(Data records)
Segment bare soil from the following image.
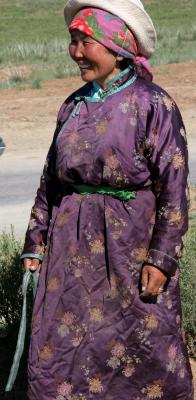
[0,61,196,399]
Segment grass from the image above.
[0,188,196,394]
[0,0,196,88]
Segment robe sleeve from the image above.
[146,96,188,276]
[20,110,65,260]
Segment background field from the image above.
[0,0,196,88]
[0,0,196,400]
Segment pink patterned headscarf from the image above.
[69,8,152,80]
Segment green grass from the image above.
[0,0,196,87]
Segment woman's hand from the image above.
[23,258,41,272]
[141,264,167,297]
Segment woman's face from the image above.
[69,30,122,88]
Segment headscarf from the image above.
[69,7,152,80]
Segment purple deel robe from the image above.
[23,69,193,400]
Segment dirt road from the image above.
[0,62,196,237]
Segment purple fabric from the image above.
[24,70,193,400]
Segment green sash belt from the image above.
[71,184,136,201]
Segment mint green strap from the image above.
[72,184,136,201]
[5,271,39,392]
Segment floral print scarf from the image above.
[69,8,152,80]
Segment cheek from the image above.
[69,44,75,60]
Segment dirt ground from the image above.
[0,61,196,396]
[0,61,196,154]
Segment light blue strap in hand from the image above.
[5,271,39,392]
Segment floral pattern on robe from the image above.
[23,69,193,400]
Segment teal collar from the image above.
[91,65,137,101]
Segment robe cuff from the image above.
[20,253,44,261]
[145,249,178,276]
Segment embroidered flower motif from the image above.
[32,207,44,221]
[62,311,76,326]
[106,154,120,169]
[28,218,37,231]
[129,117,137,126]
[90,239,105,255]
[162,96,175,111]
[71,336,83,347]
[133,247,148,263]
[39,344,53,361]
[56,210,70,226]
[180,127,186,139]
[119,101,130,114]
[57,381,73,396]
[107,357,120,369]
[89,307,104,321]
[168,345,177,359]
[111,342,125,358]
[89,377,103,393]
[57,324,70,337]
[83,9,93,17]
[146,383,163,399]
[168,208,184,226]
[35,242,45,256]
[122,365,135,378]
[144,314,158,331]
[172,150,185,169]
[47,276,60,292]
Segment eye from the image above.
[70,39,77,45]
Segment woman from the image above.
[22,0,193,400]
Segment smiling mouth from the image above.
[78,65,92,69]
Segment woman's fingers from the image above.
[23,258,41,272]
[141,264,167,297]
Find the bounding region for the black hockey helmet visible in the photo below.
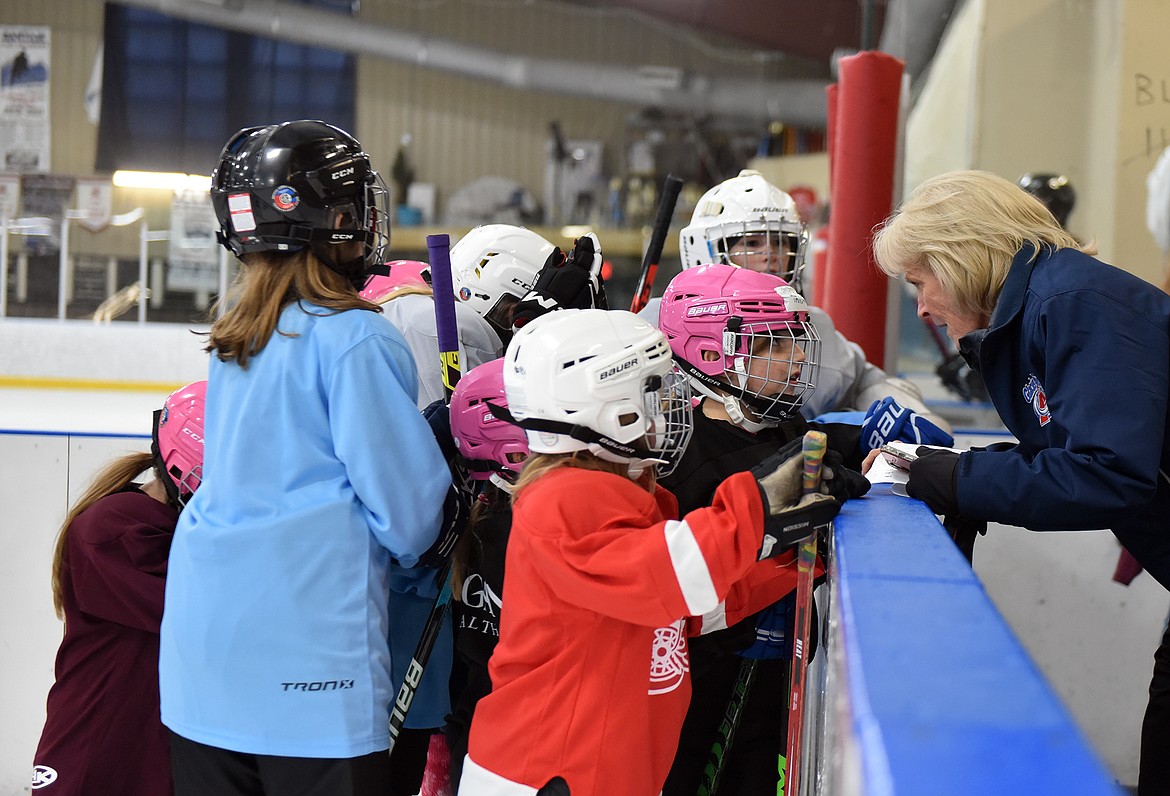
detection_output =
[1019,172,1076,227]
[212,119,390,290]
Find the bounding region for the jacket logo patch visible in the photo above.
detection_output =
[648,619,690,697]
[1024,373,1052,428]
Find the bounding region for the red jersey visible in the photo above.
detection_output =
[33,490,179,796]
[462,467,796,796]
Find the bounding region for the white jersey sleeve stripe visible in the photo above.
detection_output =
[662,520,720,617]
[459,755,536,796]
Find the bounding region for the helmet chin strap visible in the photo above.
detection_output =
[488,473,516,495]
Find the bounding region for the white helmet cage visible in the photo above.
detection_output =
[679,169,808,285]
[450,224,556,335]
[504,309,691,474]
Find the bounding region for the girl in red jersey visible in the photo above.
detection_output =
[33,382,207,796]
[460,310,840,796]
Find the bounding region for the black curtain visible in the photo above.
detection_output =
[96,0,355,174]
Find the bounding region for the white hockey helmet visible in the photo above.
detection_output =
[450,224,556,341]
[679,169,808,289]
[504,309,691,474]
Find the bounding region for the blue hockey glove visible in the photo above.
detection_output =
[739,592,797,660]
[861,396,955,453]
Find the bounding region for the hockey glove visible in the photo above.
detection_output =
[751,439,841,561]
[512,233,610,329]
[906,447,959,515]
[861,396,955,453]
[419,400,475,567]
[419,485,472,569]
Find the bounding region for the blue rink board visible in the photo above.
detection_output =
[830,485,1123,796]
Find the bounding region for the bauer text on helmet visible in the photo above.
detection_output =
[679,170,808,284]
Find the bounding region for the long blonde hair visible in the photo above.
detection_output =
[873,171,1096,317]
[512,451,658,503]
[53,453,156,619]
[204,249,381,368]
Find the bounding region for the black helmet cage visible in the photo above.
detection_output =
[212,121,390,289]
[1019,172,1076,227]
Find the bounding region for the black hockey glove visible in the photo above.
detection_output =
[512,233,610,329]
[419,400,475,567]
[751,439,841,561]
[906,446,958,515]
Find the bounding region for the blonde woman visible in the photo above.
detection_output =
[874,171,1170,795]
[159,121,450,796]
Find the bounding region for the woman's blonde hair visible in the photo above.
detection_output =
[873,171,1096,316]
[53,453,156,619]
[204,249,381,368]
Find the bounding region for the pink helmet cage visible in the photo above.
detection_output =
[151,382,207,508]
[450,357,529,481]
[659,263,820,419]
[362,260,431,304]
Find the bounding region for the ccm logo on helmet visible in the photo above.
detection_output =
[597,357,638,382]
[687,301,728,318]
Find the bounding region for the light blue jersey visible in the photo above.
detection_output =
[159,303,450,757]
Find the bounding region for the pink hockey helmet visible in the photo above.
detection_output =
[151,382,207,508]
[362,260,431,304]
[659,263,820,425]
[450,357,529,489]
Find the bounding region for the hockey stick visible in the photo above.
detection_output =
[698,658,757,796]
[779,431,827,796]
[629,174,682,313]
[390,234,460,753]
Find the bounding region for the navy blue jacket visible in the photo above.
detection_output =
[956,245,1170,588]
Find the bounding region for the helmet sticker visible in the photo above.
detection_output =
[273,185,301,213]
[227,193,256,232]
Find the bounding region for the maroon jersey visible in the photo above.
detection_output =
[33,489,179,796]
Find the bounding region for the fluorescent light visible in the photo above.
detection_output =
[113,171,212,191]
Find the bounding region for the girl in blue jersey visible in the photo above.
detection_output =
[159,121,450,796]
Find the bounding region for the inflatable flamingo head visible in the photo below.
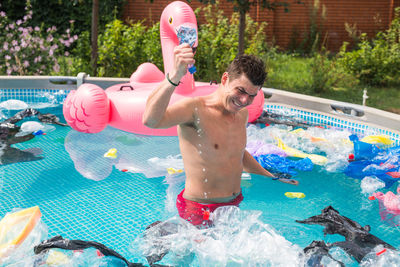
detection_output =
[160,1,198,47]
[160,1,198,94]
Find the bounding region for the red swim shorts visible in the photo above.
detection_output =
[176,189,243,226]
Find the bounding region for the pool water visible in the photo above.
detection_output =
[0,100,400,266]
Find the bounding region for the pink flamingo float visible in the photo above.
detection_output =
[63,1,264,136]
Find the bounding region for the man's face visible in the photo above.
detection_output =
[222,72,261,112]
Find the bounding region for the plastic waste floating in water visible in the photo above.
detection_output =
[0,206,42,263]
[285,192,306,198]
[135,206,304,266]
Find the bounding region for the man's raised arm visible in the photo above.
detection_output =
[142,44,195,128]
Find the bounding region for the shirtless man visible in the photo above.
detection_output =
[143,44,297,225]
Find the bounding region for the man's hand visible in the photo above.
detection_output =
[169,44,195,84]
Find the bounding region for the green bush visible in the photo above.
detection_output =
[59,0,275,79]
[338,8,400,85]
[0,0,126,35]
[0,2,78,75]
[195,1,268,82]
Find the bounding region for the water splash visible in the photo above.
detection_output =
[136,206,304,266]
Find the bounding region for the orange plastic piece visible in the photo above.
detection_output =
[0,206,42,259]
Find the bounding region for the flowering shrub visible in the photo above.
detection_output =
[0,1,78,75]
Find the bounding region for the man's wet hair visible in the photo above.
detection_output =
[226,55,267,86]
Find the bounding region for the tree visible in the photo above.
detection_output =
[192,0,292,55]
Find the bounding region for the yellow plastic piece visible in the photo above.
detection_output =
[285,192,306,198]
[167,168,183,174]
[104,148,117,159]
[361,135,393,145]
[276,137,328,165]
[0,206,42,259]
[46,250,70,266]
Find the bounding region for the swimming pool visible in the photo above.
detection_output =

...

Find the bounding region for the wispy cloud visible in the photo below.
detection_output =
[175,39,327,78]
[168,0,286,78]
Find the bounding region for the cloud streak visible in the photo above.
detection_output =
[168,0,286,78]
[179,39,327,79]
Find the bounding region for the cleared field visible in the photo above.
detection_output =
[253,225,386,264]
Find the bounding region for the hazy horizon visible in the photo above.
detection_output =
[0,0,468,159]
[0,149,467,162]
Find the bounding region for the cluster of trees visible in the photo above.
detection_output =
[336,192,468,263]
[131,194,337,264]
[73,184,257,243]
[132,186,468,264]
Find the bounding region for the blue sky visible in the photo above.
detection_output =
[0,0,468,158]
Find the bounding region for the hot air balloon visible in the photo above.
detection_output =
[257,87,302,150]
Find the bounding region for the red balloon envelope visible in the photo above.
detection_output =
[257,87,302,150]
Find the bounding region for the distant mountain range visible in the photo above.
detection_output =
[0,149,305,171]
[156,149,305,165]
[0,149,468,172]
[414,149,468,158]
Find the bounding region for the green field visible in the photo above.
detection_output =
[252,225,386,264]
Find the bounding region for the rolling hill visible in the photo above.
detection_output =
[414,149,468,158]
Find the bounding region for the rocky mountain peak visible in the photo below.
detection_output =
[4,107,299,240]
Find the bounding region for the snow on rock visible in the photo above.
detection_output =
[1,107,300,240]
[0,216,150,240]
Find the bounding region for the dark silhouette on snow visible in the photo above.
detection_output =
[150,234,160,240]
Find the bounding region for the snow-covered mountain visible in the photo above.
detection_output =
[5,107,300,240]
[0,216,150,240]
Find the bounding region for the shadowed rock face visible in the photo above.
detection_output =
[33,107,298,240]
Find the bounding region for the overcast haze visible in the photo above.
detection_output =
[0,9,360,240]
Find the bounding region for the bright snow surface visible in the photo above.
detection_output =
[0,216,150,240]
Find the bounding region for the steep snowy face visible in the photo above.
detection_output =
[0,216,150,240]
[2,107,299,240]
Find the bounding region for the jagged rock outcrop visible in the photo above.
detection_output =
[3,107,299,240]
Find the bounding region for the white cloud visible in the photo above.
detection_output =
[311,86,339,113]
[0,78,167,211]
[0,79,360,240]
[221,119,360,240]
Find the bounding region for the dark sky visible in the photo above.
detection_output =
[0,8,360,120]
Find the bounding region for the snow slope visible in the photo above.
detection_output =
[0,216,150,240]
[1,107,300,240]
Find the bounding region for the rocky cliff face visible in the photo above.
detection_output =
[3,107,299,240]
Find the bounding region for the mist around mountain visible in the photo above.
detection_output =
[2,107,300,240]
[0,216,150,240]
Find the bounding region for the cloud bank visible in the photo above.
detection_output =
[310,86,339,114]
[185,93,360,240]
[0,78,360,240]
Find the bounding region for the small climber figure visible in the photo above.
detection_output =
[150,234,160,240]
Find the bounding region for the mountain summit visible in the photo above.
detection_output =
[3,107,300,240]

**Task to complete**
Locate every line in the data records that contains the word "hockey", and copy each one.

**Written answer**
Find the bounding region for the black hockey helmet visible in the photo below.
Find the bounding region for the white hockey helmet visible in the photo above.
Find the bounding region for the blue hockey glove visible in the photo above.
Find the bounding region for the hockey glove visible in the photo above.
Find the bounding region for the black hockey glove visible in the photo above.
Find the bounding region for the pink hockey helmet visible in the photo above.
Find the bounding region for the hockey stick visible in the photo above.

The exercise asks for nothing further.